Extract —

☆ ☆ ☆

Studio album by Terry Black
- Released: 1965
- Genre: Pop
- Length: 27:03
- Label: Arc (Canada) 5002
- Producer: P.F. Sloan, Steve Barri, Lou Adler

Terry Black chronology
|  | Only 16 (1965) | The Black Plague (1966) |

Singles from Only 16
- "Unless You Care"/ "Can't We Go Somewhere" Released: July 1964; "Say It Again"/ "Everyone Can Tell" Released: January 1965; "Little Liar"/ "Ordinary Girl" Released: May 1965; "Only Sixteen"/ "How Many Guys" Released: August 1965; "Poor Little Fool"/ "Kisses for My Baby" Released: November 1965;

= Only 16 =

Only 16 is the debut album by Terry Black and was released in 1965.

The album featured five songs that were released as singles: "Unless You Care" which reached #2 in Canada, "Poor Little Fool", which reached #6, "Little Liar", which reached #10, "Only Sixteen", which reached #14, and "Say It Again", which reached #24.

☆ ☆ ☆

Data block —
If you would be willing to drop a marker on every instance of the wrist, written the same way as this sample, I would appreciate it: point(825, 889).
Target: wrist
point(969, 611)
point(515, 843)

☆ ☆ ☆

Description of the task — Reproduce verbatim the part of the Only 16 album entry that begins at "Only 16 is the" and stops after "which reached #24.".

Solution for this problem —
Only 16 is the debut album by Terry Black and was released in 1965.

The album featured five songs that were released as singles: "Unless You Care" which reached #2 in Canada, "Poor Little Fool", which reached #6, "Little Liar", which reached #10, "Only Sixteen", which reached #14, and "Say It Again", which reached #24.